* [What is expected] Output the data that follows exactly, line for line.

##### Exercise data

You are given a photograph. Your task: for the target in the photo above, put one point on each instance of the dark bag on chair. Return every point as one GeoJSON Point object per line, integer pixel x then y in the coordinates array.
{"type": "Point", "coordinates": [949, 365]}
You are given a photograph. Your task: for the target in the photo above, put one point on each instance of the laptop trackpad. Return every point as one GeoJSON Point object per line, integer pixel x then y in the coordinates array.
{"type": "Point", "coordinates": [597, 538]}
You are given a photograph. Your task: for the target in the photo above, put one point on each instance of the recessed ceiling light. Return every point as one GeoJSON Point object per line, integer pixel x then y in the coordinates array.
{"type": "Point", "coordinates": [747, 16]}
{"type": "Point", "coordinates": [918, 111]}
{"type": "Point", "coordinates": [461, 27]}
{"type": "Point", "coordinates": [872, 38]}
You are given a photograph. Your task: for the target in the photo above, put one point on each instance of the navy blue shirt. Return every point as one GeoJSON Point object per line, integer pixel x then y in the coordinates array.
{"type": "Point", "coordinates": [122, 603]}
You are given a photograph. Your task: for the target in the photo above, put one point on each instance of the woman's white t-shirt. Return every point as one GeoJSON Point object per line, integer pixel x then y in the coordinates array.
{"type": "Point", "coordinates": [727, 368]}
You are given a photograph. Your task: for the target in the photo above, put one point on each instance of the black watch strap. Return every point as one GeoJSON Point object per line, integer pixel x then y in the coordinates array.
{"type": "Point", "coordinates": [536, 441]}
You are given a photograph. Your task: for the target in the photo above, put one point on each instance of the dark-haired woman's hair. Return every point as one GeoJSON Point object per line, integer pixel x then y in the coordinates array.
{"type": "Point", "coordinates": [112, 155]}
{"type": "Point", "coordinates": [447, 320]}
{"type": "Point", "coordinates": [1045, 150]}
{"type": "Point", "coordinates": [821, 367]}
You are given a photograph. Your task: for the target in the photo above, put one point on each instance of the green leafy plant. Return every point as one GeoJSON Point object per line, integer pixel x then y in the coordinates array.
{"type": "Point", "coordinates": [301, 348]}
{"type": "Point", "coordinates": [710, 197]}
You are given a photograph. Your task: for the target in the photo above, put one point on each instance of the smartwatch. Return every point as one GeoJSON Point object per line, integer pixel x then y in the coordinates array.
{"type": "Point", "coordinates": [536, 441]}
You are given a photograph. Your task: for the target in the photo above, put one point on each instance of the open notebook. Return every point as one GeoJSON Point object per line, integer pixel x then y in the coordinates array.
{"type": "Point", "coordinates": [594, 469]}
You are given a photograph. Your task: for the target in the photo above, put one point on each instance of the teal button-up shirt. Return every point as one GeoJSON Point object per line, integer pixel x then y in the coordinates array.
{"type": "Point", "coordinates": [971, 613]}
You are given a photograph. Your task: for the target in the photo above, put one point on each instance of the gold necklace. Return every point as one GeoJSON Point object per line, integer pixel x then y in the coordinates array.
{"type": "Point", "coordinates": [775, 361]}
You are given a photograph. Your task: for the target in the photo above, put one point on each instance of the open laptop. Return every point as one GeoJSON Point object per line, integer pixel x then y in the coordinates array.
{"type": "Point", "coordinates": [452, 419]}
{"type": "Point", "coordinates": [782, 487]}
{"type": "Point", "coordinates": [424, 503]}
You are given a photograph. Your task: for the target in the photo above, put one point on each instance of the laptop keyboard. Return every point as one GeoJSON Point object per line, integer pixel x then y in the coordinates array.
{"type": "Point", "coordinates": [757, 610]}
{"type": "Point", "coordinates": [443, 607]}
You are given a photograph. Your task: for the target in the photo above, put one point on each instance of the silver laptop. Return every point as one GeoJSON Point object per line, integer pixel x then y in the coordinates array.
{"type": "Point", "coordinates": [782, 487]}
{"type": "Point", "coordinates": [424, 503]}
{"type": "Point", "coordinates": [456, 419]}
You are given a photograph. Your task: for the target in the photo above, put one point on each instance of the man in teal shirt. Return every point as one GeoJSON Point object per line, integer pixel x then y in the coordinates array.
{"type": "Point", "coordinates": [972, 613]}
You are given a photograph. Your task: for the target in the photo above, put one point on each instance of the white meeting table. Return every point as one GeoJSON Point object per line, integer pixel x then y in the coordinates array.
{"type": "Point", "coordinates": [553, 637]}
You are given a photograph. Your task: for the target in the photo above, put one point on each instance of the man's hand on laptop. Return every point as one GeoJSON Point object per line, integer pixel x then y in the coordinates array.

##########

* [Result of this task]
You are given a photograph. Your task: for the target in the photo above, put one point on each instance of the dark bag on chair. Return every point as one GeoJSON Point object per line, integer pixel x then y in the coordinates array.
{"type": "Point", "coordinates": [949, 365]}
You are given a photograph. Your task: for the target in the photo above, put one point on each instance of the laptop trackpad. Return every point as one GeoJSON Point object per line, integer pixel x then y in the coordinates array.
{"type": "Point", "coordinates": [597, 538]}
You are given a photograph. Your task: for the target in the photo above, put one point on each instance of the recessed ceiling light. Return every point as one GeoJSON Point object per line, integer pixel x then y in the coordinates array.
{"type": "Point", "coordinates": [747, 16]}
{"type": "Point", "coordinates": [918, 111]}
{"type": "Point", "coordinates": [461, 27]}
{"type": "Point", "coordinates": [872, 38]}
You are given a photograph. Your task: for the target in the photo above, put one point on each instance of the navy blue shirt. Return every point as one GeoJSON Point object per line, integer pixel x then y in the coordinates array.
{"type": "Point", "coordinates": [122, 603]}
You are given a photograph. Your task: for the target in the photo above, put one point on each instance of the woman's white t-shirt. Return every point as one GeoJSON Point object per line, integer pixel x then y in the coordinates array.
{"type": "Point", "coordinates": [727, 368]}
You are given a photograph. Your task: for the target in the photo above, put one point on each instance of the black watch strap. Return every point as one GeoJSON Point object per line, integer pixel x then y in the coordinates array.
{"type": "Point", "coordinates": [536, 441]}
You are given a photograph. Your task: for the target in the photo above, put one point on each instance of the dark-haired woman's hair. Return every point as one GeoJSON Point object per line, integer pixel x then y in the coordinates array.
{"type": "Point", "coordinates": [112, 155]}
{"type": "Point", "coordinates": [447, 320]}
{"type": "Point", "coordinates": [1045, 150]}
{"type": "Point", "coordinates": [821, 367]}
You are given a photograph. Your task: for the target in the photo above, put one point on each instance of the green leafy plant. Return every point as one GeoJSON Point object per line, integer pixel x then y in the coordinates array.
{"type": "Point", "coordinates": [301, 348]}
{"type": "Point", "coordinates": [710, 197]}
You are given a photograph. Your task: for the target in the photo above, put one point on each instance of the smartwatch. Return every point as one GeoJSON Point object per line, integer pixel x then y in the coordinates array.
{"type": "Point", "coordinates": [536, 441]}
You are given a photograph. Your task: for the target in the photo above, put one point on each instance of the open notebook. Return every point as one GeoJSON Point object per line, integer pixel x then y in the coordinates array.
{"type": "Point", "coordinates": [594, 469]}
You are given a photograph. Your task: for the target in the photo above, put one point on each instance of the teal button-up shirt. Return every point as one GeoJSON Point object per line, integer pixel x then y in the coordinates array.
{"type": "Point", "coordinates": [971, 613]}
You are given a photograph. Your task: for the target in the photo above, put one point on each instance of the gold necklace. Return every point as one GeoJSON Point object per line, integer pixel x then y in the coordinates array.
{"type": "Point", "coordinates": [775, 361]}
You are given a photograph. Your task: for the target in the photo above, put one point on each instance of the open laptop. Return every point as one GeoJSON Point object per line, integer pixel x then y in the coordinates array.
{"type": "Point", "coordinates": [452, 419]}
{"type": "Point", "coordinates": [782, 487]}
{"type": "Point", "coordinates": [424, 503]}
You are given a photograph. Your task: for the target in the photo above, put one point on each instance of the laptop keyboard. Return every point as one GeoJSON Point object per line, integer pixel x then y in the coordinates array.
{"type": "Point", "coordinates": [757, 610]}
{"type": "Point", "coordinates": [443, 607]}
You are given a photograph. Your task: for the target in the photo above, put one point on each instance of the silver laptop. Return every point as one GeoJSON Point object per line, integer pixel x then y in the coordinates array.
{"type": "Point", "coordinates": [782, 487]}
{"type": "Point", "coordinates": [424, 503]}
{"type": "Point", "coordinates": [456, 419]}
You are given a photograph. Your task: for the target in the photo above, put one point on each instance of the man in teal shirt. Return every point as one GeoJSON Point object per line, integer pixel x then y in the coordinates array.
{"type": "Point", "coordinates": [972, 613]}
You are given a photograph. Your task: for the target in the photo above, put one point on each instance of the white meeting table. Return every point as one GeoJSON Point object per line, integer pixel x then y in the coordinates array.
{"type": "Point", "coordinates": [553, 637]}
You are given a photograph. Your task: for the target in the photo above, put one point on each instance of the man's hand on laptop. Return every point as one GeoJSON Point object per line, integer pixel x then y in the coordinates array.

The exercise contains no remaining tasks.